== Challenge a ==
Copy out the part of the parallelization tutorial below starting at "In this tutorial, we" and ending at "gs[8] = mp.Ment('X')", and swap "model" for "circuit" throughout that part.

== Excerpt to read ==
Parallelizing MB-QML protocols

Note

MentPy is under active development. This tutorial might break in future versions.

In this tutorial, we will see how to parallelize the MB-QML protocols in mentpy. Similar to the previous tutorial, we first need a MB-QML model to work with.

In [1]: gs = mp.templates.muta(2,1, one_column=True)

In [2]: gs[3] = mp.Ment('X')

In [3]: gs[8] = mp.Ment('X')

In [4]: ps = mp.PatternSimulator(gs)

In [5]: mp.draw(gs)
Out[5]: (<Figure size 800x300 with 1 Axes>, <Axes: >)
../_images/muta_mbqml.png

Then, when we define a loss function, we can use the pathos package to parallelize the computation of the infidelity between the target states and the output states.

In [6]: from pathos.multiprocessing import ProcessingPool as Pool

In [7]: def loss(output, target):
   ...:     avg_fidelity = 0
   ...:     for sty, out in zip(target, output):
   ...:         sty = mp.calculator.pure2density(sty)
   ...:         avg_fidelity += 1-mp.calculator.fidelity(sty, out)
   ...:     ans = (avg_fidelity/len(target))
   ...:     return ans
   ...: 

In [8]: def prediction_single_state(thetas, st):
   ...:     ps.reset(input_state=st)
   ...:     statek = ps(thetas)
   ...:     return statek
   ...: 

In [9]: def prediction(thetas, statesx):
   ...:     thetas = np.copy(thetas)
   ...:     pool = Pool()
   ...:     output = pool.map(prediction_single_state, [thetas]*len(statesx), statesx)
   ...:     return output
   ...: 

In [10]: def cost(thetas, statesx, statesy):
   ....:     outputs = prediction(thetas, statesx)
   ....:     return loss(outputs, statesy)
   ....: 

Then, we define our training loop and iterate over a noise range to see how the infidelity changes with the noise strength.

gate2learn = mp.gates.ising_xx(np.pi/2)
noise_type = 'brownian'
# noise_type = 'bitflip'

STEPS_NOISE = 10
test_rounds = {}
train_rounds = {}
for k in range(STEPS_NOISE):
    runs_train = []
    runs_test = []
    NUM_STEPS = 200
    NUM_RUNS = 60
    for i in range(NUM_RUNS):
        (x_train, y_train), (x_test, y_test) = mp.utils.generate_random_dataset_noisy(gate2learn, 20, noise_level=0.05*k, noise_type=noise_type, test_size = 0.5)

        theta = np.random.rand(len(gs.trainable_nodes))
        opt = mp.optimizers.AdamOpt(step_size=0.08)
        theta = opt.optimize(lambda params: cost(params, x_train, y_train), theta, num_iters=NUM_STEPS)

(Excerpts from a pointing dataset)
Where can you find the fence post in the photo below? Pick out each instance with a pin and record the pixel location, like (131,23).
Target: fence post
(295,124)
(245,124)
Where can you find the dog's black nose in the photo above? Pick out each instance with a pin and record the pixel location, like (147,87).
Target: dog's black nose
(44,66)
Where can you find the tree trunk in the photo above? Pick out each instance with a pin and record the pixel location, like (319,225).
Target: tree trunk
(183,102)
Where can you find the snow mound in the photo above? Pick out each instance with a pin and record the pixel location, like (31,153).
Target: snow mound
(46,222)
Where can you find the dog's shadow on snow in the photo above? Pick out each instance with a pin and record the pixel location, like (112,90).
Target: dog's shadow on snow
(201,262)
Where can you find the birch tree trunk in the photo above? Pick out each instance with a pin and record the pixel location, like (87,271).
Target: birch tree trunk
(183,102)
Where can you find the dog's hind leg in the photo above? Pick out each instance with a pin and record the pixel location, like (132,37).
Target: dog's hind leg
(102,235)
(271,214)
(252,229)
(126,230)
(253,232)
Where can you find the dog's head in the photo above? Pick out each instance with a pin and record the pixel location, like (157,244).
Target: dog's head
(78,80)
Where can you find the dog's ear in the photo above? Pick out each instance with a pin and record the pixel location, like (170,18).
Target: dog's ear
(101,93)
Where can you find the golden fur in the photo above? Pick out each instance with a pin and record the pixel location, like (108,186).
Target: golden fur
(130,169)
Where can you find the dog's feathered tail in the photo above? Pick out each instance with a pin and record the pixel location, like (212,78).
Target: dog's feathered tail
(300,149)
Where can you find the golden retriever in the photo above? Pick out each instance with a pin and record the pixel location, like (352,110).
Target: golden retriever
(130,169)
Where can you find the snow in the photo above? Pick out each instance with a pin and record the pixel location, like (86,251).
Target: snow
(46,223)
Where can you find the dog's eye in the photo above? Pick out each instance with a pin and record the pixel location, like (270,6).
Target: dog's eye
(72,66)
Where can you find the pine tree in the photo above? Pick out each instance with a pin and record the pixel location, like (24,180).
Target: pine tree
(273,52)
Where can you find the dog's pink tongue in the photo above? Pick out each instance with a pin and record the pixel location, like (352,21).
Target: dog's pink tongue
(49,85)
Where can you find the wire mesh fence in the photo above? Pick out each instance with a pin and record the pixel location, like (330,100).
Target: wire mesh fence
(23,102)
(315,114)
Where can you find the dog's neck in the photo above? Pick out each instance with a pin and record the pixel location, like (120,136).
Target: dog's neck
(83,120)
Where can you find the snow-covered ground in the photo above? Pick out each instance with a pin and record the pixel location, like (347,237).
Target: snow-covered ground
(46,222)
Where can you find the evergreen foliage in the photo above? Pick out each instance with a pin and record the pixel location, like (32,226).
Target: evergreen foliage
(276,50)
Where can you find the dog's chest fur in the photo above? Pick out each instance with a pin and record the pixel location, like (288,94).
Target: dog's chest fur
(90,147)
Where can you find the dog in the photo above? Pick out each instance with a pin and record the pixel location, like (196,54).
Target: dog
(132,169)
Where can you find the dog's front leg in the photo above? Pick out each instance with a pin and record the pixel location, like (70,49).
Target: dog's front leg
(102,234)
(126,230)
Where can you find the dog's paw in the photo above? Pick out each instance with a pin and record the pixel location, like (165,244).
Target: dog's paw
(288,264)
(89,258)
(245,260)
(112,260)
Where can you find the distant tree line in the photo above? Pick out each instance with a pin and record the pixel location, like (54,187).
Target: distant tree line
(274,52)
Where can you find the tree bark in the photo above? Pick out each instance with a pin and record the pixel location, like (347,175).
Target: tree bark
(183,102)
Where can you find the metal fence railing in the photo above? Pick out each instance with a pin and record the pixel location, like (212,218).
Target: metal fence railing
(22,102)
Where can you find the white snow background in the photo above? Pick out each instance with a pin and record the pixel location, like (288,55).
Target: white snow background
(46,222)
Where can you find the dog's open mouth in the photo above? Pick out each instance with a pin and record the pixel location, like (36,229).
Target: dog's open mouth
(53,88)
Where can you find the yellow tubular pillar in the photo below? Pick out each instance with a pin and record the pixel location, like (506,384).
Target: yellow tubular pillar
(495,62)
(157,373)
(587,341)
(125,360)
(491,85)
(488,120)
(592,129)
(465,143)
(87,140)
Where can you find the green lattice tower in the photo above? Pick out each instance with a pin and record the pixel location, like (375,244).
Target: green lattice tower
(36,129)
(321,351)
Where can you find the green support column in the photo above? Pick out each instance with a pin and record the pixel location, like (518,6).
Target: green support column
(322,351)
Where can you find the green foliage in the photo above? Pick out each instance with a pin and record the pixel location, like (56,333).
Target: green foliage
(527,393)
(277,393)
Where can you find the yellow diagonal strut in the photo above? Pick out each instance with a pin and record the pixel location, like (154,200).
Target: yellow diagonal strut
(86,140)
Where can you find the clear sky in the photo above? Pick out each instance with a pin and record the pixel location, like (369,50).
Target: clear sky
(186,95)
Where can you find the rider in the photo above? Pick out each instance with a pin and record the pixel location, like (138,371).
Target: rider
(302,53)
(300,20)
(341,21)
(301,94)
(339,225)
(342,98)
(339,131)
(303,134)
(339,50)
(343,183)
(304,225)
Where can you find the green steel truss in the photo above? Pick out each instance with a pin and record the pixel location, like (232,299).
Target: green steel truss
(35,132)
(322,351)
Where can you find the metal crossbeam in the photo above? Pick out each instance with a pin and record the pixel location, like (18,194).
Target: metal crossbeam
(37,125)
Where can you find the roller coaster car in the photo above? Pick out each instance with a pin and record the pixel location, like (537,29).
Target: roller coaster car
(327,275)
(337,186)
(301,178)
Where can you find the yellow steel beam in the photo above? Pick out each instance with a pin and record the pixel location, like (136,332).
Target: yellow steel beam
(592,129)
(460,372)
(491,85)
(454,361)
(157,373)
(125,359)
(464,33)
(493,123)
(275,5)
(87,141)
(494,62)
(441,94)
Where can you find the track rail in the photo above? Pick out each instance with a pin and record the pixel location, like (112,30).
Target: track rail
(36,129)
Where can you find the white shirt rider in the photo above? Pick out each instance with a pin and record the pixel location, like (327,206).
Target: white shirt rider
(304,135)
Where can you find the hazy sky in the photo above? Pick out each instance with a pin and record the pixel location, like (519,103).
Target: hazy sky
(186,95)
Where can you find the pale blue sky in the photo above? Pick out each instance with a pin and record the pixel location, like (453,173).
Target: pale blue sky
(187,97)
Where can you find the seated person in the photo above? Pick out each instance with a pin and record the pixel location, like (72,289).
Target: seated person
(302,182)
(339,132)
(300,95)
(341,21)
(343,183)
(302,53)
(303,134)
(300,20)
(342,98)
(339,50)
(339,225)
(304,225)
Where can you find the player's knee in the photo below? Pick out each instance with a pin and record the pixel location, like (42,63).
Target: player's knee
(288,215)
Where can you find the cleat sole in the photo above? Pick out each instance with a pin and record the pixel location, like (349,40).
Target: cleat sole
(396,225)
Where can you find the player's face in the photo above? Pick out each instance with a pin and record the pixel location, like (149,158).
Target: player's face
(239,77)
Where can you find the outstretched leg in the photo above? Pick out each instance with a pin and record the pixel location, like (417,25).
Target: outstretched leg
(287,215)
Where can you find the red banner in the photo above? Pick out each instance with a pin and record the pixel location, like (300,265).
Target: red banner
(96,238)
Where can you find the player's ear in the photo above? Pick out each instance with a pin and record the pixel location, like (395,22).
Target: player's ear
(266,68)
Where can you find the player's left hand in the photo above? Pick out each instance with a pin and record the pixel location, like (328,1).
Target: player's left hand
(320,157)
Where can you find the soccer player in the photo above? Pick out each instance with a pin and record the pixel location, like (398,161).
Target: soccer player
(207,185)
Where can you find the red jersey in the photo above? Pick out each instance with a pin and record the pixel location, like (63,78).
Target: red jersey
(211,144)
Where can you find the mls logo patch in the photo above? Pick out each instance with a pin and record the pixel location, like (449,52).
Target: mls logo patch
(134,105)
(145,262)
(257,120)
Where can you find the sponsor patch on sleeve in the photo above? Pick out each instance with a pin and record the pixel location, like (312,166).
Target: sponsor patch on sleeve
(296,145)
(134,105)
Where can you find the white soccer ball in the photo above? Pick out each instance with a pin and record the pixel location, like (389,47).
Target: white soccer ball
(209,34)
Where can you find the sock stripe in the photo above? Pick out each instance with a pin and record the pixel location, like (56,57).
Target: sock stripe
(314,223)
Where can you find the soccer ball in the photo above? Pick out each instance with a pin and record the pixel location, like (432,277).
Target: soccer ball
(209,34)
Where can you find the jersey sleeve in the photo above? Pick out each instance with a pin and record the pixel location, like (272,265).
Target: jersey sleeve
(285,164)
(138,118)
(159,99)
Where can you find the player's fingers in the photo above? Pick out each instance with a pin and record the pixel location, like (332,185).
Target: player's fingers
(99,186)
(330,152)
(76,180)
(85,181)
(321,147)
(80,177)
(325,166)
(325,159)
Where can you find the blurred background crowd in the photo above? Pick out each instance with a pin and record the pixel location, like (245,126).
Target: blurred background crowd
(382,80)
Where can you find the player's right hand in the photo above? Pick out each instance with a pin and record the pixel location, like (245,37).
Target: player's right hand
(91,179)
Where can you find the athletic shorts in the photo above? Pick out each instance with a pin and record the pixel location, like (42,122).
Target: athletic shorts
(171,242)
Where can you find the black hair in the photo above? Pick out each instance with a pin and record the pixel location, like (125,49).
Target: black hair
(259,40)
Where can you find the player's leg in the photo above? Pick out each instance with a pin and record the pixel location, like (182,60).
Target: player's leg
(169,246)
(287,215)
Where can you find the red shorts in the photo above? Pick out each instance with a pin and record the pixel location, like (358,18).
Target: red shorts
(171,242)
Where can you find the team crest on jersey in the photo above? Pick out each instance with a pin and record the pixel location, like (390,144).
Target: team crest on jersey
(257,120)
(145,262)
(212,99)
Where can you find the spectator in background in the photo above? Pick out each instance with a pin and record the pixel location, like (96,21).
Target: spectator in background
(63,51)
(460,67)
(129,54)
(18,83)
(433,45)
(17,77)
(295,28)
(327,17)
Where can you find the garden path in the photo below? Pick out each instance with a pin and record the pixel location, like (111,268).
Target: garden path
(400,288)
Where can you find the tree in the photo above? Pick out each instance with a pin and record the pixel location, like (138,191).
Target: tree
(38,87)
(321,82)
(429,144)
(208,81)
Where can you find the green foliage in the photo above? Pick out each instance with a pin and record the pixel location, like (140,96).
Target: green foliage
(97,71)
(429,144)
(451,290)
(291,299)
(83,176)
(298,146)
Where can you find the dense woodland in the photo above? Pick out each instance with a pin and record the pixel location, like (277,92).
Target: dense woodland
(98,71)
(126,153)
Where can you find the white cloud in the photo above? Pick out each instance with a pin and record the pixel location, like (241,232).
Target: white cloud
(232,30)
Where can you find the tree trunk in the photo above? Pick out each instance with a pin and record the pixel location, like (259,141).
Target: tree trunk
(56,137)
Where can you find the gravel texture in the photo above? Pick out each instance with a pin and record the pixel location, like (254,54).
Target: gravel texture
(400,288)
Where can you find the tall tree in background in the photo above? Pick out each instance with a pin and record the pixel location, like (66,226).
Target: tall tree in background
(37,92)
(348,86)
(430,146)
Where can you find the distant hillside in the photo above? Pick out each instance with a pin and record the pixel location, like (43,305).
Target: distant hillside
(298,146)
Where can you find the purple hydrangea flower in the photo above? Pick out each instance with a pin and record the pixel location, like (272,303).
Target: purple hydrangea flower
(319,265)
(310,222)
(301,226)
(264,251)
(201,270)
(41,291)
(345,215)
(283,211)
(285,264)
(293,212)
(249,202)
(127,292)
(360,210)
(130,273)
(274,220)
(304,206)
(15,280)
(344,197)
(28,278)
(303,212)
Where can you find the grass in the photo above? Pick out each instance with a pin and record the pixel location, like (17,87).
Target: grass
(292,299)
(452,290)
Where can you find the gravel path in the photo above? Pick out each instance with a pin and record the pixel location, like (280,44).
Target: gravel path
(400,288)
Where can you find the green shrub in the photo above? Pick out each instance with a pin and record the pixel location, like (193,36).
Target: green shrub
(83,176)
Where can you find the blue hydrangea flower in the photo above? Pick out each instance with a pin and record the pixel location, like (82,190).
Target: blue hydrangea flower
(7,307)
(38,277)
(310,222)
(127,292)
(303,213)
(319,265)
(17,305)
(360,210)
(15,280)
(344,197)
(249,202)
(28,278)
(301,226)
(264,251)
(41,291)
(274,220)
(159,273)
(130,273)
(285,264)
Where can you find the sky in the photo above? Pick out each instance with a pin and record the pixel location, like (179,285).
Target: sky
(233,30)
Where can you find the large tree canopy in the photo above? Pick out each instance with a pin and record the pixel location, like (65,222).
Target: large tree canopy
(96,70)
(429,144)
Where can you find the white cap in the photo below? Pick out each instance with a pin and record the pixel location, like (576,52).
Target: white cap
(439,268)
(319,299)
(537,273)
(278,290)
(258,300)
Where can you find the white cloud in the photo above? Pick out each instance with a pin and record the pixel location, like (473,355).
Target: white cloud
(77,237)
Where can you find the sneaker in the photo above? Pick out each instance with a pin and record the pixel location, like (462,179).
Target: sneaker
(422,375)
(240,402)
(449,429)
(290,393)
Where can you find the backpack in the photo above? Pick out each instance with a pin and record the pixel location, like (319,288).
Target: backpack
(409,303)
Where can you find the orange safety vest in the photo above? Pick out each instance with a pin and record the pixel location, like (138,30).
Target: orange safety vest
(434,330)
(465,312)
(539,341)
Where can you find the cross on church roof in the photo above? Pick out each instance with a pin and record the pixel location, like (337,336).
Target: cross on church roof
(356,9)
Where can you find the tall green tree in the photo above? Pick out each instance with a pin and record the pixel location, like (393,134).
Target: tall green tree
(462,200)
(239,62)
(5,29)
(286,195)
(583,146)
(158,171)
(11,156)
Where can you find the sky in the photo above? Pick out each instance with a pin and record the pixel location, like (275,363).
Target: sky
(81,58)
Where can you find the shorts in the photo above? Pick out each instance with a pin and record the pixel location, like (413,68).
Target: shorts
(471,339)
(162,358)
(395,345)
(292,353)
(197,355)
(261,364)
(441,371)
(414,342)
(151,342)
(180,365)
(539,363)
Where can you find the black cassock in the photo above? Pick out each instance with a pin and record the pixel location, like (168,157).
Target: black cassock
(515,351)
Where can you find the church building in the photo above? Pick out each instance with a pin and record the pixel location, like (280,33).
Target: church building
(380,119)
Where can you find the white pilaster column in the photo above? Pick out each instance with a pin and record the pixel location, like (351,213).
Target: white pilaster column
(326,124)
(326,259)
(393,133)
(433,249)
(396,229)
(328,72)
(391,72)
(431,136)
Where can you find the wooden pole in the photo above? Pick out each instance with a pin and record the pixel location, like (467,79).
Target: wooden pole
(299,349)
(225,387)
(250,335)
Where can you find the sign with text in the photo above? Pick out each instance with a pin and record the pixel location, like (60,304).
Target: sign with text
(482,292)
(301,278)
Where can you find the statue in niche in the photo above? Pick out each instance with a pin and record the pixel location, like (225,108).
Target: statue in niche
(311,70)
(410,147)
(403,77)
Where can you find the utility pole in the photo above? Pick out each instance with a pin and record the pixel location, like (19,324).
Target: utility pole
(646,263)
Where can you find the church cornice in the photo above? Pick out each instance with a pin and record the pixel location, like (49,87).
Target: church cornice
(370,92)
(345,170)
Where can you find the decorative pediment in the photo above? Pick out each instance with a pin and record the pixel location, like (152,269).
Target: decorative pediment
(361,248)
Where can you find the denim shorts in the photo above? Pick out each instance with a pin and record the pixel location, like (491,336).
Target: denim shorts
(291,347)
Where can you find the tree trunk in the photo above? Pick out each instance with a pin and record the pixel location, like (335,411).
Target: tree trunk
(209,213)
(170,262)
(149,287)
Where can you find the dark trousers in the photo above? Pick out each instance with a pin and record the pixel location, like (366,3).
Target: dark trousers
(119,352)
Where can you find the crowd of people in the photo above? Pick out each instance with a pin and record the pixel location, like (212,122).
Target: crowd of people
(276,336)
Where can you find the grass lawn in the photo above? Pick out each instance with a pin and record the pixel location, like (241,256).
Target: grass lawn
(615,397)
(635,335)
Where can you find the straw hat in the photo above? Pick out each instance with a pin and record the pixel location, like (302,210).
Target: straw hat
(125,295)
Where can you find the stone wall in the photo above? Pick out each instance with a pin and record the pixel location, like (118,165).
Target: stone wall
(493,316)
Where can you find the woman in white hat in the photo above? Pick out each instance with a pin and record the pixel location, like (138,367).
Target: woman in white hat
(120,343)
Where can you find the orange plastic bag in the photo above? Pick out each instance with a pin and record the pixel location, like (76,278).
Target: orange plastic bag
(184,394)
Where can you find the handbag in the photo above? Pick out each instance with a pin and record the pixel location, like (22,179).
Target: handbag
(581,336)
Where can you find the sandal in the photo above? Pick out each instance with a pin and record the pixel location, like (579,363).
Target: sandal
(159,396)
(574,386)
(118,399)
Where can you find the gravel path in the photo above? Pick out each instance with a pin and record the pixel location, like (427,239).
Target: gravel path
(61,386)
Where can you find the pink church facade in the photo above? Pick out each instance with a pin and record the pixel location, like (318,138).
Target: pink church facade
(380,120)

== Challenge b ==
How many lines of the listing above contain the string "post"? Case counts, and the reply should be the number alone.

== Task solution a ==
In this tutorial, we will see how to parallelize the MB-QML protocols in mentpy. Similar to the previous tutorial, we first need a MB-QML circuit to work with.

In [1]: gs = mp.templates.muta(2,1, one_column=True)

In [2]: gs[3] = mp.Ment('X')

In [3]: gs[8] = mp.Ment('X')

== Task solution b ==
2